> **Short exercise**
Set down the material below word for word, starting at the line that contains "of the black" and continuing through its final line.

BEGIN Given data

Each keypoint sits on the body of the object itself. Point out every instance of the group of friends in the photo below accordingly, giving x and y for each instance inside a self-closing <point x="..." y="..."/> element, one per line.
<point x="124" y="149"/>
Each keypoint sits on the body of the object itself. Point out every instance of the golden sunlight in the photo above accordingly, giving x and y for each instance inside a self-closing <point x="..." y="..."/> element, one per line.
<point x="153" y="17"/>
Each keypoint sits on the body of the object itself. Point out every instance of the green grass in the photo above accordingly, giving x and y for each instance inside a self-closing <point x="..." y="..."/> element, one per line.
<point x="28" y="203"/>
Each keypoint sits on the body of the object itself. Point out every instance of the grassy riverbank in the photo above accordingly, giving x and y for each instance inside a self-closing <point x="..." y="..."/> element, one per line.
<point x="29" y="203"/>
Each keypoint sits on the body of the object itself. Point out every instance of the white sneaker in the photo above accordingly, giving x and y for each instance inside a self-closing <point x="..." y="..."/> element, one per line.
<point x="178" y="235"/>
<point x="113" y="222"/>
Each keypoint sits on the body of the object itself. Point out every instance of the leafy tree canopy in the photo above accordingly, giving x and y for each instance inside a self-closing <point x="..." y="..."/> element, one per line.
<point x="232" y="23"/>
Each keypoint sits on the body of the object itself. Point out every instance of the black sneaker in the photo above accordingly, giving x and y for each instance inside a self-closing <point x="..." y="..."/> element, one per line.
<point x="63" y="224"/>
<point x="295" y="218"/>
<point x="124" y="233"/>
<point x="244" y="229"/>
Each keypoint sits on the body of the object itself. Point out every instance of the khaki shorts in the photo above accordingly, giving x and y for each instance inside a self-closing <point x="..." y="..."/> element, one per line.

END Given data

> **The result**
Each keypoint sits on the body of the object itself. Point out every instance of the black sneaker in the photo above accordingly, giving x and y for each instance inside a self-closing <point x="..." y="..."/> element, one per line.
<point x="63" y="224"/>
<point x="295" y="218"/>
<point x="124" y="233"/>
<point x="244" y="229"/>
Each keypoint sits on the body of the object itself. Point out every instance of the khaki shorts in the photo above accordingly, giving x and y for each instance inside a self-closing <point x="..." y="..."/> element, one per line.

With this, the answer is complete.